EXERCISE AIM =
Rescale the stretch of data from the line containing "Pick out every instance of the leafless" through the end of the data. Reproduce every line in that stretch, requests included, with each answer coordinate multiplied by 2.05 and rounded to a whole number, halves rounded up.

RECORD SET =
+-------+
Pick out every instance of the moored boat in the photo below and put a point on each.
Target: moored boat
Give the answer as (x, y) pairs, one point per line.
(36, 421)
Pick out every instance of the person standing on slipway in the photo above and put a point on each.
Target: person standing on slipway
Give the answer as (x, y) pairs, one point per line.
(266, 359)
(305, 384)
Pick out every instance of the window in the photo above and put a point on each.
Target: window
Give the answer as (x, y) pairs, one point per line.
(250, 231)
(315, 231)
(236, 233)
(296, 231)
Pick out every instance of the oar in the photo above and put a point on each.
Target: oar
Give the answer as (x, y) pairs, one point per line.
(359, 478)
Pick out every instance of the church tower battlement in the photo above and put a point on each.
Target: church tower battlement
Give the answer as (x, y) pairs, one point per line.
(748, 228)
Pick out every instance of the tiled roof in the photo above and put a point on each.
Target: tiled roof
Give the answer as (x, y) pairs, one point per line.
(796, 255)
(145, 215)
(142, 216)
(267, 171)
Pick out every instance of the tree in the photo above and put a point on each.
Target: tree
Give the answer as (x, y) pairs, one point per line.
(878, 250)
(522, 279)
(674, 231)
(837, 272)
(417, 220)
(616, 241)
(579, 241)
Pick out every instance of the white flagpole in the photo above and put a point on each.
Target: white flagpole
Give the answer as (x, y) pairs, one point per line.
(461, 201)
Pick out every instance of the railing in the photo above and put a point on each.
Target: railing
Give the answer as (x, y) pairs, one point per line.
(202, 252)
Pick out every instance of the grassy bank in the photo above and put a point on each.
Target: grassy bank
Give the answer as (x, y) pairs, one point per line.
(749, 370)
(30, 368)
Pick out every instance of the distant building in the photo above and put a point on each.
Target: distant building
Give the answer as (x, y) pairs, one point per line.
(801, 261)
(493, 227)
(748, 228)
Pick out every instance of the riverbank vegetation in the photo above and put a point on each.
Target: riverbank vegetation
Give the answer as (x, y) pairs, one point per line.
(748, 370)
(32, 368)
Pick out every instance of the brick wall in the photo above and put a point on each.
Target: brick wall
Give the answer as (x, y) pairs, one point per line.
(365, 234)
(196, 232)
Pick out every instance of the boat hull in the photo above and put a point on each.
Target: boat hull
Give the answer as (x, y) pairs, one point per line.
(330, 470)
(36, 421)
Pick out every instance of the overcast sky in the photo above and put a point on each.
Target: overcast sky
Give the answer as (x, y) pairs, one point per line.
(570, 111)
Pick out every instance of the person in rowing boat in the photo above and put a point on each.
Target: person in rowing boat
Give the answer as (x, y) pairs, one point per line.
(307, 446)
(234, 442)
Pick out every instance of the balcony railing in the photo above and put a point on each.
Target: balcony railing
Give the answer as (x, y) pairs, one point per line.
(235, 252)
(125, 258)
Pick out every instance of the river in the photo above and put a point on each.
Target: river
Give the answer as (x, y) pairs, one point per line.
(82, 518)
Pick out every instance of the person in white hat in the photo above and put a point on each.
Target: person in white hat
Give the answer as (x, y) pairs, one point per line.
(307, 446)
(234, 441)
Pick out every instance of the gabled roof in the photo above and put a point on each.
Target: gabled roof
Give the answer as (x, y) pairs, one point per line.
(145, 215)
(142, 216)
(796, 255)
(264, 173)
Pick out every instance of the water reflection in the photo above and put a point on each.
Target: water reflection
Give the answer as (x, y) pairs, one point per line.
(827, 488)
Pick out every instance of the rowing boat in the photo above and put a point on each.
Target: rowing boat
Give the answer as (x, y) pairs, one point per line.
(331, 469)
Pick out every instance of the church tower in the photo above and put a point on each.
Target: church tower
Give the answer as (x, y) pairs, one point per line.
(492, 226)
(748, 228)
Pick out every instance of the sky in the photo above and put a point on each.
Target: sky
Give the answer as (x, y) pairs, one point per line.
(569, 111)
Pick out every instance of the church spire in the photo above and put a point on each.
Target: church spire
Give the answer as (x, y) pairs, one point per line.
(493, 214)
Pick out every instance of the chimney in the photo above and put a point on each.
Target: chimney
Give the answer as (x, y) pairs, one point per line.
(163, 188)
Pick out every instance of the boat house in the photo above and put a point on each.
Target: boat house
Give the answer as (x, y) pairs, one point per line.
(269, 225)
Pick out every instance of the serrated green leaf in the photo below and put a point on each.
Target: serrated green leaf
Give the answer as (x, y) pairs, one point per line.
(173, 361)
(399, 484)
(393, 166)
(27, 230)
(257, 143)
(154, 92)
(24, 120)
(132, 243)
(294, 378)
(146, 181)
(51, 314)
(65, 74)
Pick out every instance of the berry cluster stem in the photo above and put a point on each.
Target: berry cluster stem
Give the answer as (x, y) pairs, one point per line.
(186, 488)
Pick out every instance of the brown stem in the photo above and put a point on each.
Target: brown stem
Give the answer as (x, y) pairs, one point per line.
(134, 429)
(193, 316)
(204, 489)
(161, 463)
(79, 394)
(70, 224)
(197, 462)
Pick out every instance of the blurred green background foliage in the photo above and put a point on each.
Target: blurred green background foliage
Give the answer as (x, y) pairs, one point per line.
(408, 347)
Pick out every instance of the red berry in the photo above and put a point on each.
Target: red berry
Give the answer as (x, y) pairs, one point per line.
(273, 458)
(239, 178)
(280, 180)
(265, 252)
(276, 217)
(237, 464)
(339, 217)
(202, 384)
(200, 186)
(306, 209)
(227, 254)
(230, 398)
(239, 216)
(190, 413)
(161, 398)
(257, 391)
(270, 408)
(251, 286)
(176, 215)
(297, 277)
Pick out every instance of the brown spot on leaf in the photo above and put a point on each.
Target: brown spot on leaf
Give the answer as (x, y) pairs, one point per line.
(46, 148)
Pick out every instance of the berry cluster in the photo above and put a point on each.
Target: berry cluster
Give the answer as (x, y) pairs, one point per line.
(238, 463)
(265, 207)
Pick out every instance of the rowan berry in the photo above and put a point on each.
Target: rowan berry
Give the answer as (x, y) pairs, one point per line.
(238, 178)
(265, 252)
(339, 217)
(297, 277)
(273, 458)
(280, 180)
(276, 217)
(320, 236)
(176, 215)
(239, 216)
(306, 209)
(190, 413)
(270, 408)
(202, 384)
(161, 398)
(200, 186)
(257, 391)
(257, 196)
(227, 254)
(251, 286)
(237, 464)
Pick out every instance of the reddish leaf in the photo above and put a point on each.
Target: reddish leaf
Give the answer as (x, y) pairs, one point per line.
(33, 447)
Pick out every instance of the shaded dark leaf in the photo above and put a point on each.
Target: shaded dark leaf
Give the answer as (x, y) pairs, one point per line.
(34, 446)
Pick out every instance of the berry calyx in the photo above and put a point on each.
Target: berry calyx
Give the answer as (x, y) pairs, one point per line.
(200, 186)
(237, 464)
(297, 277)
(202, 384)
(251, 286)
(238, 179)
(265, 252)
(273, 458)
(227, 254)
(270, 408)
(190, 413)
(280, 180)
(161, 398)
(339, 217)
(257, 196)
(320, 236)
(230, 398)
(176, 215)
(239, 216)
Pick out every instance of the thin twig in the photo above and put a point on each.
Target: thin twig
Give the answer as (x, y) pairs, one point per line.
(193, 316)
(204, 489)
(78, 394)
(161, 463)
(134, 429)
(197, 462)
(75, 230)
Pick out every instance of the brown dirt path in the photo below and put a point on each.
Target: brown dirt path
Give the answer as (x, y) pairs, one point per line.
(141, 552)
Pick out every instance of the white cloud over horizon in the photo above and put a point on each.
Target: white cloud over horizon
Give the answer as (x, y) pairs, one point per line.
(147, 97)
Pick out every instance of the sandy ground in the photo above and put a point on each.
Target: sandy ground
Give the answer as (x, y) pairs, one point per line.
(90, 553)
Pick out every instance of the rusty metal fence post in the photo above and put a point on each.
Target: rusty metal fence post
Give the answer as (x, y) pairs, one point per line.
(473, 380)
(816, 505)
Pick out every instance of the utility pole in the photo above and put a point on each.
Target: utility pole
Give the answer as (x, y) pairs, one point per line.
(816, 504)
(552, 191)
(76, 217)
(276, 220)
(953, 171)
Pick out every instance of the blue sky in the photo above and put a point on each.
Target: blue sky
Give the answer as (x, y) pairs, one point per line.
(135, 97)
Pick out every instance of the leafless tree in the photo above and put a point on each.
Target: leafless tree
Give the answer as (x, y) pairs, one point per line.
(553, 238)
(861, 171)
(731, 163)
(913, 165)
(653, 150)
+-------+
THE RESPONSE =
Pick out every instance of the leafless tree in the photo above and put a point on each.
Target: leafless tree
Give the answer as (x, y) pairs, one point per line.
(1134, 488)
(1765, 351)
(1499, 334)
(1872, 338)
(1339, 308)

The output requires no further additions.